+++ DATASET EXCERPTS
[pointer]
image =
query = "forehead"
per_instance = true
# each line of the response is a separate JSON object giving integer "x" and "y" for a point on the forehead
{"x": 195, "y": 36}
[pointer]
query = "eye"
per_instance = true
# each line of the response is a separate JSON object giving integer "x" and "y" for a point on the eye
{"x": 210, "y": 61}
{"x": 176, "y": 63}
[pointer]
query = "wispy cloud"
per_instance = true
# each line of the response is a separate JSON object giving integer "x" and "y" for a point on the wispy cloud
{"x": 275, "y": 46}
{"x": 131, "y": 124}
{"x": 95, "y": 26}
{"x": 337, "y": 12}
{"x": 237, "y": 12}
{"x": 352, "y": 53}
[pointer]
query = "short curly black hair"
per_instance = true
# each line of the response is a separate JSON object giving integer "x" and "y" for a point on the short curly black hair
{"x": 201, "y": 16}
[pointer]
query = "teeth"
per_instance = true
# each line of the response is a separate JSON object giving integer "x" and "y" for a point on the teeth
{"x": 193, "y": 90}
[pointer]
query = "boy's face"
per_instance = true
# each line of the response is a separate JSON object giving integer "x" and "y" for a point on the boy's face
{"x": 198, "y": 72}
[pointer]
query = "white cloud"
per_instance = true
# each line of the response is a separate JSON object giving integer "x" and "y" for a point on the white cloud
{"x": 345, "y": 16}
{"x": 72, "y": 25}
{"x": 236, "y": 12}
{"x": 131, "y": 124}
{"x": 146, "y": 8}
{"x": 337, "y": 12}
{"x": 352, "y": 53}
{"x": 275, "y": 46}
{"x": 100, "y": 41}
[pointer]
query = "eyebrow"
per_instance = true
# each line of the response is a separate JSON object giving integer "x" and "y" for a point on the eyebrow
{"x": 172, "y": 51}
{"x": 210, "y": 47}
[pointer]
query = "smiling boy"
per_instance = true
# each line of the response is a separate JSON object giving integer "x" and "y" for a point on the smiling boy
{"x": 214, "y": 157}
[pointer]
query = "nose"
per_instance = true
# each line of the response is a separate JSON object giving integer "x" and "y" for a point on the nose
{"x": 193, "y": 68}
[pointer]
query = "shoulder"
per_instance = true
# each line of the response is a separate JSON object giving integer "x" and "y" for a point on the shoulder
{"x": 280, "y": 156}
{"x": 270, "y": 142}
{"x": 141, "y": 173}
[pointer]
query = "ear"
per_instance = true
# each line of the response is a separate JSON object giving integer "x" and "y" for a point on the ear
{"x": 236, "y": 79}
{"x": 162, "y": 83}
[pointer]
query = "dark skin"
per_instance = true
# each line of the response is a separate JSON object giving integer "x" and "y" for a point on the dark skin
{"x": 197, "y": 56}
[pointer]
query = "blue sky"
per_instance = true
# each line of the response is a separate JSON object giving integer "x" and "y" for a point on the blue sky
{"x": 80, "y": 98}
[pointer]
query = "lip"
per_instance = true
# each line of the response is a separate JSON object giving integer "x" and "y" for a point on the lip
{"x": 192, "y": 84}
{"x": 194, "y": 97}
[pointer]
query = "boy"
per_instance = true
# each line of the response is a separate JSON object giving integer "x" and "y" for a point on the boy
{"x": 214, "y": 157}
++++++
WHAT THIS TASK INVOLVES – Output the data once more, exactly as it appears above.

EXERCISE RESPONSE –
[pointer]
image =
query = "forehead"
per_instance = true
# each line of the response is a separate JSON object giving integer "x" and "y" for a point on the forehead
{"x": 195, "y": 36}
[pointer]
query = "eye"
per_instance = true
# each line of the response is a separate JSON object giving integer "x" and "y" for a point on the eye
{"x": 210, "y": 61}
{"x": 176, "y": 63}
[pointer]
query = "wispy cloud"
per_instance = true
# each line of the response is a separate JSON object giving integer "x" and "y" for a point on the wispy cloud
{"x": 275, "y": 46}
{"x": 131, "y": 124}
{"x": 95, "y": 26}
{"x": 337, "y": 12}
{"x": 237, "y": 12}
{"x": 352, "y": 53}
[pointer]
query = "short curly black hair"
per_instance = true
# each line of the response is a separate JSON object giving integer "x" and "y" for a point on the short curly black hair
{"x": 201, "y": 16}
[pointer]
query = "teeth"
per_instance = true
# each line of the response is a separate JSON object giving integer "x" and "y" for a point on the teeth
{"x": 193, "y": 90}
[pointer]
query = "boy's face"
per_instance = true
# each line of the response is a separate JSON object giving integer "x" and "y" for a point on the boy's face
{"x": 198, "y": 72}
[pointer]
query = "white cloud"
per_instance = true
# each line of the response is a separate JSON object giving integer "x" and "y" for a point on the white cloud
{"x": 345, "y": 16}
{"x": 72, "y": 25}
{"x": 236, "y": 12}
{"x": 131, "y": 124}
{"x": 146, "y": 8}
{"x": 337, "y": 12}
{"x": 352, "y": 53}
{"x": 275, "y": 46}
{"x": 100, "y": 41}
[pointer]
query = "eyebrow"
per_instance = true
# each line of the response is a separate JSON object giving integer "x" and "y" for a point on the eyebrow
{"x": 172, "y": 51}
{"x": 210, "y": 47}
[pointer]
query = "smiling boy"
per_instance = true
# each line of the response is a separate JSON object giving integer "x" and "y" for a point on the smiling boy
{"x": 214, "y": 157}
[pointer]
query = "nose"
per_instance = true
# each line of the response is a separate JSON object giving integer "x" and "y" for a point on the nose
{"x": 193, "y": 68}
[pointer]
query = "shoulder"
per_instance = true
# each line of the response is a separate JSON object giving integer "x" and "y" for a point on the shoulder
{"x": 280, "y": 156}
{"x": 270, "y": 142}
{"x": 141, "y": 173}
[pointer]
query = "ear"
per_instance = true
# each line of the response is a separate JSON object giving integer "x" and "y" for a point on the ear
{"x": 236, "y": 79}
{"x": 162, "y": 83}
[pointer]
query = "dark skin"
per_instance = true
# each line of the response is a separate JSON object giving integer "x" and "y" for a point on the dark skin
{"x": 197, "y": 56}
[pointer]
query = "blue sky"
per_instance = true
# each line of the response is a separate JSON object giving integer "x" and "y" for a point on the blue sky
{"x": 80, "y": 98}
[pointer]
query = "lip"
per_instance = true
# each line of the response is a separate JSON object giving integer "x" and "y" for a point on the lip
{"x": 192, "y": 84}
{"x": 194, "y": 97}
[pointer]
query = "boy"
per_instance = true
# each line of the response is a separate JSON object giving integer "x" and "y" for a point on the boy
{"x": 214, "y": 157}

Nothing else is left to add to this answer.